→ **GOAL**: Reproduce the material below with "For the evaluation set" changed to "For the test set" at every occurrence. Leave all other text unchanged.

(Dataset records)

* START *

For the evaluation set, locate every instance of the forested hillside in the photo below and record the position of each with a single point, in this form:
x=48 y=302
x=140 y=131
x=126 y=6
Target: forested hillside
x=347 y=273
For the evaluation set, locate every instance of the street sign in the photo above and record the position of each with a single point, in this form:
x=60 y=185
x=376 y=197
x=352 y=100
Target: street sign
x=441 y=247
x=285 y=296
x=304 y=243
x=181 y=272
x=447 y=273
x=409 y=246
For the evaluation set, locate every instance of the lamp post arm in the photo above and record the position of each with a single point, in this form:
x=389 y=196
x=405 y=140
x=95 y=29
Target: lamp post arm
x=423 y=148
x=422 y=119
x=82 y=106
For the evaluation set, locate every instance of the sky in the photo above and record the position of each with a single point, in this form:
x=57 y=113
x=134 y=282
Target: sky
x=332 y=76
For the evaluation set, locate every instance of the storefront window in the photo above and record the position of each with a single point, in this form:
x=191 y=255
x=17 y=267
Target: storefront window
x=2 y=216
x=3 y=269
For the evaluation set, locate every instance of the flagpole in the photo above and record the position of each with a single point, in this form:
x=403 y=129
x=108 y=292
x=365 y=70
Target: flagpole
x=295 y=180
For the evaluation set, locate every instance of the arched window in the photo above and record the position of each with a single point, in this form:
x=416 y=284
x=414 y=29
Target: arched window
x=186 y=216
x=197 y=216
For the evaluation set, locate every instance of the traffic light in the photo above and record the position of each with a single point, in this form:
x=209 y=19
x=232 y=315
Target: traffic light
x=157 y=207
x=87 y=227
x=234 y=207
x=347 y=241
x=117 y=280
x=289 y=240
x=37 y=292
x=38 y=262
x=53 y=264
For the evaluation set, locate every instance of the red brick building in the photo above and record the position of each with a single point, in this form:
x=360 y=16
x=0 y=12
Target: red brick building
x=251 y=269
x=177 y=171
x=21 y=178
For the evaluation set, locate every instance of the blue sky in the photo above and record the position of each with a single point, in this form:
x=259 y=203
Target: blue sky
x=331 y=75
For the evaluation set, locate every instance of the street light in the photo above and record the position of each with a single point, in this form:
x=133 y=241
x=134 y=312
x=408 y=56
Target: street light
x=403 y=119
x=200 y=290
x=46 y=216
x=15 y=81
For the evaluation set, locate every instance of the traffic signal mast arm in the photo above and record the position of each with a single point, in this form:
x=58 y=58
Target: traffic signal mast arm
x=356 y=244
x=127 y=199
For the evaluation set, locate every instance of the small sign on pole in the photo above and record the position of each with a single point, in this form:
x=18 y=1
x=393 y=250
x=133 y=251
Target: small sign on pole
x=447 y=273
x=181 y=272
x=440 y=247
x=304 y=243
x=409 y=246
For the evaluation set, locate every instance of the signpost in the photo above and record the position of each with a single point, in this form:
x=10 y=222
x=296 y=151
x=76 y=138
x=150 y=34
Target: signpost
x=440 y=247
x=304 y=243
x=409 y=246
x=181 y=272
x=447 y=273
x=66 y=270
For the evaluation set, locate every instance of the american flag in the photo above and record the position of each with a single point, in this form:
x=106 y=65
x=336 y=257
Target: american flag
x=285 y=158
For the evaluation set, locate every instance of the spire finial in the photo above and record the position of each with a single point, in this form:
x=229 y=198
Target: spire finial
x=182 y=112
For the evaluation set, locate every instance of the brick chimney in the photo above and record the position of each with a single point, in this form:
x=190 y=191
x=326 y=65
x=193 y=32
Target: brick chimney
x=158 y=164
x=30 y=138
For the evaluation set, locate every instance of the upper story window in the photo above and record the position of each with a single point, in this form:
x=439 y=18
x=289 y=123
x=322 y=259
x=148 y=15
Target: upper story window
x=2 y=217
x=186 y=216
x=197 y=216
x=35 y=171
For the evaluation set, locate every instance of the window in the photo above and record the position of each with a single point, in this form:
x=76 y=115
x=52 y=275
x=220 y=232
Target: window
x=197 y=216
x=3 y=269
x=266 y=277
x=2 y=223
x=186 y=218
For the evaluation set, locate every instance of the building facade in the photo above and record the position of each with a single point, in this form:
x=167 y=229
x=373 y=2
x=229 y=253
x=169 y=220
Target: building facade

* END *

→ **THE RESULT**:
For the test set, locate every instance of the forested hillside in the photo below and record the position of each with a single point, in this form:
x=48 y=302
x=140 y=131
x=126 y=6
Target: forested hillside
x=347 y=273
For the test set, locate every instance of the street sign in the photo above and record the position of each with a single point, in this form:
x=60 y=185
x=376 y=197
x=352 y=100
Target: street sign
x=441 y=247
x=285 y=296
x=304 y=243
x=181 y=272
x=447 y=273
x=409 y=246
For the test set, locate every instance of the lamp post arm in the photo above and record the position of each with a single point, in this form:
x=389 y=196
x=405 y=140
x=95 y=29
Target: lamp post arm
x=423 y=148
x=422 y=119
x=82 y=106
For the test set, locate every instance of the sky in the photo above and record the position of each with a single point, in this form:
x=57 y=113
x=134 y=282
Target: sky
x=332 y=76
For the test set, locate every instance of the storefront window in the photo above and record the position of each with a single point, in this form:
x=191 y=255
x=17 y=267
Target: storefront window
x=2 y=216
x=3 y=269
For the test set, locate every instance of the flagpole in the photo above and record the position of each with a single point, in this form:
x=403 y=129
x=108 y=292
x=365 y=70
Target: flagpole
x=295 y=180
For the test set, locate every instance of the arched window in the photo above and record the position of each with a single point, in this form:
x=416 y=284
x=414 y=29
Target: arched window
x=186 y=216
x=197 y=216
For the test set, locate every instance of the traffic light in the photo above and record the position of each with a single point, in this form:
x=209 y=19
x=232 y=315
Target: traffic light
x=157 y=207
x=87 y=227
x=234 y=207
x=347 y=241
x=117 y=280
x=289 y=240
x=37 y=292
x=38 y=262
x=53 y=264
For the test set, locate every instance of the red brick building in the photo above and record the position of each with a single point, in this form:
x=360 y=16
x=0 y=12
Target: red brick building
x=251 y=269
x=177 y=171
x=21 y=178
For the test set, locate every instance of the blue sky in the photo above and record the position of each with a single point, in this form:
x=259 y=203
Target: blue sky
x=331 y=75
For the test set, locate every instance of the street light in the photo above and record the position of each with a single point, in this form:
x=133 y=241
x=134 y=312
x=408 y=56
Target: street light
x=403 y=119
x=200 y=290
x=46 y=216
x=15 y=81
For the test set, locate every instance of the traffic signal mast arm in the photo above and record the position of each with a single point, in this form:
x=58 y=58
Target: traffic signal mast arm
x=356 y=244
x=127 y=199
For the test set, locate every instance of the small sign on pole in the photo above and record the position of each with a single point, in this form:
x=18 y=1
x=393 y=250
x=133 y=251
Target: small sign on pole
x=447 y=273
x=181 y=272
x=440 y=247
x=304 y=243
x=409 y=246
For the test set, locate every instance of the signpost in the photo above and record the position of each with a single point, in this form:
x=10 y=222
x=296 y=151
x=76 y=138
x=150 y=34
Target: signpost
x=440 y=247
x=304 y=243
x=409 y=246
x=181 y=272
x=447 y=273
x=66 y=270
For the test set, locate every instance of the american flag in the photo above and record the position of each with a single point, in this form:
x=106 y=65
x=336 y=257
Target: american flag
x=285 y=158
For the test set, locate every instance of the spire finial in the photo above and record the position of each with a single point, in this form:
x=229 y=198
Target: spire finial
x=182 y=112
For the test set, locate every instance of the brick chimney in the photo above and record the position of each with a single point, in this form:
x=190 y=191
x=326 y=65
x=193 y=32
Target: brick chimney
x=158 y=164
x=30 y=138
For the test set, locate every instance of the upper story window in the photo above and record the position of each with a single point, in this form:
x=439 y=18
x=289 y=123
x=322 y=259
x=148 y=15
Target: upper story window
x=2 y=217
x=186 y=216
x=197 y=216
x=35 y=171
For the test set, locate every instance of the window in the photo above and record the position of each with a single point, in this form:
x=76 y=115
x=52 y=275
x=220 y=232
Target: window
x=197 y=216
x=3 y=269
x=266 y=277
x=2 y=223
x=186 y=218
For the test set, locate every instance of the building facade in the photo above and record the position of each with a single point, in this form:
x=167 y=229
x=373 y=2
x=229 y=253
x=169 y=220
Target: building facade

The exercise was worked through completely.